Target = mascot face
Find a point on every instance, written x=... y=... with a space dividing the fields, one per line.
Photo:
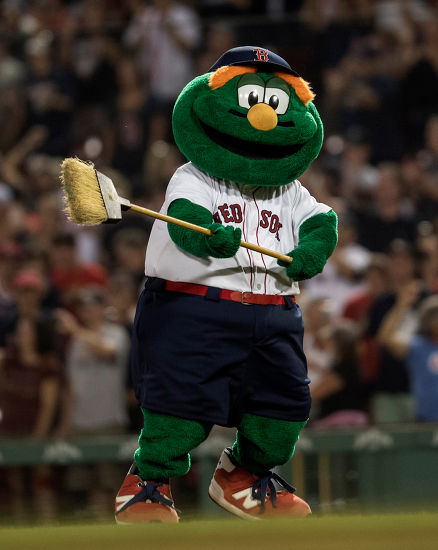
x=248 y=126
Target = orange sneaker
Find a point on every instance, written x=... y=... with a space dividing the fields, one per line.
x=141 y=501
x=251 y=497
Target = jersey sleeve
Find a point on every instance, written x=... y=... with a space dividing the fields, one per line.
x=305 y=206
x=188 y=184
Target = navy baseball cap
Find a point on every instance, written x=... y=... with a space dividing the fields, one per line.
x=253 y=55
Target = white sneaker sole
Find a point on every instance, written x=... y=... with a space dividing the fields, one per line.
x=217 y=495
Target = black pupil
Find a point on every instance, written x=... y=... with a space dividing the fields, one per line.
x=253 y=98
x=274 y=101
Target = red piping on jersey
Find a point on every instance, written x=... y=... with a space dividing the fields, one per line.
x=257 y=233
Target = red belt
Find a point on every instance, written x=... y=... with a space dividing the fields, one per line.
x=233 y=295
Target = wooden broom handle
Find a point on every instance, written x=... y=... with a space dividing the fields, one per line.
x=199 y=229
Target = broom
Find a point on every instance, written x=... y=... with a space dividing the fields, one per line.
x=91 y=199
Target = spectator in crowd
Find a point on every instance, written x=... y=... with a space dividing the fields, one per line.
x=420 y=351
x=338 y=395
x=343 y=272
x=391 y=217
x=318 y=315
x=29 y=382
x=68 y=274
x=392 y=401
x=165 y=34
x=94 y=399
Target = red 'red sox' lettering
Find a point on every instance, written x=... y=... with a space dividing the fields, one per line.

#####

WORK TO BE COMPLETED: Look in the material above for the line with "Target = white sneaker sole" and the line with "Target = red piping on jersey", and transcribe exactly those lines and all lines between them, nothing more.

TASK OUTPUT:
Target = white sneaker sole
Find a point on every instance, written x=... y=... with a space dividing the fields, one per line.
x=217 y=495
Target = black pupil
Find a point on every instance, written x=... y=... with a space dividing the fields, one per line.
x=253 y=98
x=274 y=101
Target = red piping on jersey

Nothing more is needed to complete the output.